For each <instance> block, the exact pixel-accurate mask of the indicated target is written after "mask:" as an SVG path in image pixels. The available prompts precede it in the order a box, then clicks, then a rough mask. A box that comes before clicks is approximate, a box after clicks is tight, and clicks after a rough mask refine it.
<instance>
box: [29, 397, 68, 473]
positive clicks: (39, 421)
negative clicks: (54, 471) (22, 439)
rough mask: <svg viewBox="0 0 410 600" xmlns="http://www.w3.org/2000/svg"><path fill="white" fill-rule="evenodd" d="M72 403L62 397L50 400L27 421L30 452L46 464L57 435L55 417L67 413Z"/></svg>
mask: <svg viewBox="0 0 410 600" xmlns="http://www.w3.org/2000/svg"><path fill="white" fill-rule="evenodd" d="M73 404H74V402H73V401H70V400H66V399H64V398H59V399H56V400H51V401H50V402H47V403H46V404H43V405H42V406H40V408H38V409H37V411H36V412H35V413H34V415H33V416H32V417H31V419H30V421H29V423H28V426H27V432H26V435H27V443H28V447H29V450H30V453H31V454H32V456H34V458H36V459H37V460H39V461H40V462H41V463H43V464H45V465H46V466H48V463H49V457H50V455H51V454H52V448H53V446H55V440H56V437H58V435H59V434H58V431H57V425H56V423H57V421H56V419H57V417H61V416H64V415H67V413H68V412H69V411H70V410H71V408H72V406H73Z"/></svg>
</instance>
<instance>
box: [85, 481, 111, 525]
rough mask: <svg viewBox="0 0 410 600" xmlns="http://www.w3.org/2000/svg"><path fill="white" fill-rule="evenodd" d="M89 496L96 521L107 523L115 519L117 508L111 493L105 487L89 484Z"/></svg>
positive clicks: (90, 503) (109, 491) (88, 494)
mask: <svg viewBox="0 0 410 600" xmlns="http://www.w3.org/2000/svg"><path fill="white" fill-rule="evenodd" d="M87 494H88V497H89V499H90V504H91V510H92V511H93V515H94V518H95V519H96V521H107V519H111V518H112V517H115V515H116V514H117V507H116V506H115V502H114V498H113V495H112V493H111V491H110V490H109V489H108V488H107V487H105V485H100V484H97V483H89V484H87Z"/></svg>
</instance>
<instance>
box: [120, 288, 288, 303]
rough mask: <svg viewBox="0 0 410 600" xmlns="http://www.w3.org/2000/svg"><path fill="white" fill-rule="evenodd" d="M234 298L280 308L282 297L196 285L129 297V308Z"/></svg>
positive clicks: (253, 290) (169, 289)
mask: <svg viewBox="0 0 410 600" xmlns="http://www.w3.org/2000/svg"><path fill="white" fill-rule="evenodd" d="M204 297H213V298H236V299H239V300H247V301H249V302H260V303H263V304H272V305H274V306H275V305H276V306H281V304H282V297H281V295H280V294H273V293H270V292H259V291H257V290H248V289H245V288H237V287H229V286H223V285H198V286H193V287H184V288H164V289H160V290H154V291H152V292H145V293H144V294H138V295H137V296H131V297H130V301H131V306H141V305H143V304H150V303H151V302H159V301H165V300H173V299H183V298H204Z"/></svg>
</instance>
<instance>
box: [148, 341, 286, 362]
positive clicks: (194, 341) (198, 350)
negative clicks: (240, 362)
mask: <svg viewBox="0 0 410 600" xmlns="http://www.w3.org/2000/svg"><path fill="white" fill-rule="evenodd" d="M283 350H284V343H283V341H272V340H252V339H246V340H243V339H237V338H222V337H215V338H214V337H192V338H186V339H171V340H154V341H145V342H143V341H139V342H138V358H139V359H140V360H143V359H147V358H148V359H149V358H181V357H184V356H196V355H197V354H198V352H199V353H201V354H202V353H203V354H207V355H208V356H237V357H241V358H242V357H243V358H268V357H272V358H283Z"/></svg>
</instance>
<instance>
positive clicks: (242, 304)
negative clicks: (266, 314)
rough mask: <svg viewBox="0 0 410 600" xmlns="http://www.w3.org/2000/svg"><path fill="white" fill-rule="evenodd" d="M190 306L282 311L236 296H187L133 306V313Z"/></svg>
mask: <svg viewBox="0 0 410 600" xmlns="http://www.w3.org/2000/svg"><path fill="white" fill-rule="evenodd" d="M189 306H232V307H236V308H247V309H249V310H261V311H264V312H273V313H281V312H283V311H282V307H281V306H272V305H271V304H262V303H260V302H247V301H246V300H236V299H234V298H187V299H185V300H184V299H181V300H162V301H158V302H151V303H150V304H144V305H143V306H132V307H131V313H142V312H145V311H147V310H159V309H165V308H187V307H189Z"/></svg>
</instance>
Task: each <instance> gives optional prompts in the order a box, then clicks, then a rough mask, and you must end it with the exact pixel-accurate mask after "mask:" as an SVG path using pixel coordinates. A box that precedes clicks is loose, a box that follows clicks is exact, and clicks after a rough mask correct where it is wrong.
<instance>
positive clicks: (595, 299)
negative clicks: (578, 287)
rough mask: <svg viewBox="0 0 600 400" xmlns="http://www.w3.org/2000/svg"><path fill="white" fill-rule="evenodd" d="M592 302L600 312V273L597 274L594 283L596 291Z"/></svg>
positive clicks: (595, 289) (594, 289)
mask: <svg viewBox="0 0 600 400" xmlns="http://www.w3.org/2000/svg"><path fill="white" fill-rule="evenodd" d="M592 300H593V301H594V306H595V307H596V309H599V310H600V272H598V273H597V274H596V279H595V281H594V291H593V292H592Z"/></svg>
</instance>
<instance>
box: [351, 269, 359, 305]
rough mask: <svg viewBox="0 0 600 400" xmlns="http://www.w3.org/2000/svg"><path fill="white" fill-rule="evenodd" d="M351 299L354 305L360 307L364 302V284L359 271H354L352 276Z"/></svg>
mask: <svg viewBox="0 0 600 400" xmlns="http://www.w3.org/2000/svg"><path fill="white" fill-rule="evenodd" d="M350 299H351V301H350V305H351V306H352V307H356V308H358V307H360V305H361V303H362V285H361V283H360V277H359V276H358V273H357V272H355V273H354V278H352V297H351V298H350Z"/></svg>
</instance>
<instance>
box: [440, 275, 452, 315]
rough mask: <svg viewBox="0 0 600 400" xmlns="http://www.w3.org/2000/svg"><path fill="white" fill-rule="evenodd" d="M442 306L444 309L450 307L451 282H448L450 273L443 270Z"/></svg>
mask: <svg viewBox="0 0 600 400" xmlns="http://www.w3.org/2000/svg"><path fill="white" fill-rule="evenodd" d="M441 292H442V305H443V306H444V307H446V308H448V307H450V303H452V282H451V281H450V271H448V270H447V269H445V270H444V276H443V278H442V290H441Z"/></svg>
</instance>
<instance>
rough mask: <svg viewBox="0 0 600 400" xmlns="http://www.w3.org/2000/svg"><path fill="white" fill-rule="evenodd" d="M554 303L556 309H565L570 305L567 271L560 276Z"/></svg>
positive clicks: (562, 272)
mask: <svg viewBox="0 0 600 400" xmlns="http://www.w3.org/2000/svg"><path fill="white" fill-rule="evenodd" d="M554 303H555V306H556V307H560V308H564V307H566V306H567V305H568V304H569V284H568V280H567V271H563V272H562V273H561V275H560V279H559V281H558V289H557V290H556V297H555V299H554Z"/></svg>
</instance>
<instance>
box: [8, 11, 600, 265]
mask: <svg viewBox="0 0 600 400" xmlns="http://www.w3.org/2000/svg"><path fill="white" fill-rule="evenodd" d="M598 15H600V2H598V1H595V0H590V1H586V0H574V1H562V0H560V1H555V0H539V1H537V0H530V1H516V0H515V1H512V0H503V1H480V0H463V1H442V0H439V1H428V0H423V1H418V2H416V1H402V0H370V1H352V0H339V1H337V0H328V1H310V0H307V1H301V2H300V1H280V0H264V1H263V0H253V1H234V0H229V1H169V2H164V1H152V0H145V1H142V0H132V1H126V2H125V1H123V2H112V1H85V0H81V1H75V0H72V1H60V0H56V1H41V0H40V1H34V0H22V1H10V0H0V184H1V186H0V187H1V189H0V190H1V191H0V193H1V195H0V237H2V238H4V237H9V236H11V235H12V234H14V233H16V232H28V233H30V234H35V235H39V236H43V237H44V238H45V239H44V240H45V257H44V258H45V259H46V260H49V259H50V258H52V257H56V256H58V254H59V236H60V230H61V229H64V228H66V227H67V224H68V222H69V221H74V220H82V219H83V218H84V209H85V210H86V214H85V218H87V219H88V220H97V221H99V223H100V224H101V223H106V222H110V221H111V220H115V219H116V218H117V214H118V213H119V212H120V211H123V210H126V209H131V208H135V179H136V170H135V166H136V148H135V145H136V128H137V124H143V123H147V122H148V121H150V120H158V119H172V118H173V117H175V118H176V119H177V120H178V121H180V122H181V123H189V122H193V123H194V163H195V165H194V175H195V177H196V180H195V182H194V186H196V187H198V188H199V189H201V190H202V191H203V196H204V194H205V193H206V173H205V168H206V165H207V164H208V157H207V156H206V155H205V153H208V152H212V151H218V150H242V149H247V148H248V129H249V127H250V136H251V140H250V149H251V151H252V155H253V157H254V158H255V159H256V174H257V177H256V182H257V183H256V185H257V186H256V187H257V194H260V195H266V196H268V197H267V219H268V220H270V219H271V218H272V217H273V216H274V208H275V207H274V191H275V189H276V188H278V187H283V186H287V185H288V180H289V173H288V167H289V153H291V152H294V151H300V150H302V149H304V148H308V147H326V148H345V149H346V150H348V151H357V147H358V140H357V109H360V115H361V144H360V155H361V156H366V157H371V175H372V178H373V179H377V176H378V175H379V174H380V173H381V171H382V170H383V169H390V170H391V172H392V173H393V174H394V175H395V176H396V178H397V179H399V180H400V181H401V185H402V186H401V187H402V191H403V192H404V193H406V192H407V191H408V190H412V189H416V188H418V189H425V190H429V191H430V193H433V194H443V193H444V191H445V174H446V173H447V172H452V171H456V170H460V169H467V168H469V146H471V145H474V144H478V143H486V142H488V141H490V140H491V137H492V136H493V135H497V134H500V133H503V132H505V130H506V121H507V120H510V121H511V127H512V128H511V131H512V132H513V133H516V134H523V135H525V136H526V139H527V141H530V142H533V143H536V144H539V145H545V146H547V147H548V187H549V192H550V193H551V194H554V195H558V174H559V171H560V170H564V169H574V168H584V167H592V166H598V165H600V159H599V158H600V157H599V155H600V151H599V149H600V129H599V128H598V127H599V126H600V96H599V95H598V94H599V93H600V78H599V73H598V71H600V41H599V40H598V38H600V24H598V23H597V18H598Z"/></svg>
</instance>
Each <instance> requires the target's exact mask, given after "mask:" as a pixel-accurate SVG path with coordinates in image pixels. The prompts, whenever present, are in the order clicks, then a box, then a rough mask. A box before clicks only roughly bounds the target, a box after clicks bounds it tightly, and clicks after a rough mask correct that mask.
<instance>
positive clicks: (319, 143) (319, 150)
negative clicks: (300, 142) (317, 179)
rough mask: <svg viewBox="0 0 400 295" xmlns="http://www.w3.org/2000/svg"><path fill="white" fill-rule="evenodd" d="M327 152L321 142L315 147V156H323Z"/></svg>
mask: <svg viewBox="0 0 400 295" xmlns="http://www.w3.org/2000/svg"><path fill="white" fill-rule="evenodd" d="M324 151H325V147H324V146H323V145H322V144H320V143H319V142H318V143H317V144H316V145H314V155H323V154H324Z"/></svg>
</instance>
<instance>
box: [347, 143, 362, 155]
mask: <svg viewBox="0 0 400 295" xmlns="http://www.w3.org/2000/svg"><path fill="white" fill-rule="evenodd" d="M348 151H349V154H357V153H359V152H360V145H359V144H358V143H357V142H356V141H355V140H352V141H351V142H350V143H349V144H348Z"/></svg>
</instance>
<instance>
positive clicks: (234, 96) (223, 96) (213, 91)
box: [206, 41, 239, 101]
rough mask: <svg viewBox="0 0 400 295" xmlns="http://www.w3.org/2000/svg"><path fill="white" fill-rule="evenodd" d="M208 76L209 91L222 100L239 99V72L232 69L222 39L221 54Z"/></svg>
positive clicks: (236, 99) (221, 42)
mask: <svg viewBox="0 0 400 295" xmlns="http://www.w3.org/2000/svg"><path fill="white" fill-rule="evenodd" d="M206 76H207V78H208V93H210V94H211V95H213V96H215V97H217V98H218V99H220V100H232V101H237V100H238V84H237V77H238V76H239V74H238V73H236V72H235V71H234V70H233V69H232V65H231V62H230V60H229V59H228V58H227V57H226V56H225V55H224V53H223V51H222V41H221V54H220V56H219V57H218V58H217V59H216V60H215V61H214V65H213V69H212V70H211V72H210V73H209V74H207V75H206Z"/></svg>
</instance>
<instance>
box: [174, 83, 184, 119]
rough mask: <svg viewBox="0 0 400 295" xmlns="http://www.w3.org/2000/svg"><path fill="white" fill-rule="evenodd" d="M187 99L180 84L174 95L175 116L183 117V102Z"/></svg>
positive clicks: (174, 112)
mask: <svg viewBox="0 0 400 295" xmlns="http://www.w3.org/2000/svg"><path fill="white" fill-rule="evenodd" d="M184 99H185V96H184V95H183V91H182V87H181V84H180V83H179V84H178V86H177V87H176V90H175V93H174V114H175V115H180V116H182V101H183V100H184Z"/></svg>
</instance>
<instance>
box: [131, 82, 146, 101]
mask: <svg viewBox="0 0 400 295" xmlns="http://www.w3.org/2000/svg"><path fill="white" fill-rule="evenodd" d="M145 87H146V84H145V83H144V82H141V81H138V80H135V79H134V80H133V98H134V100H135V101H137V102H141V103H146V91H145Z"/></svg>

__________________________________________________

:: EXERCISE BRIEF ::
Find every line in the entries that contains the string "positive", matching case, and copy each one.

:: WRITTEN REPLY ::
positive clicks: (39, 421)
positive clicks: (90, 503) (109, 491) (88, 494)
positive clicks: (253, 290) (169, 289)
positive clicks: (194, 341) (198, 350)
positive clicks: (242, 304)
positive clicks: (595, 299)
positive clicks: (595, 289) (594, 289)
positive clicks: (562, 272)
positive clicks: (319, 143) (319, 150)
positive clicks: (234, 96) (223, 96) (213, 91)
positive clicks: (236, 99) (221, 42)
positive clicks: (174, 112)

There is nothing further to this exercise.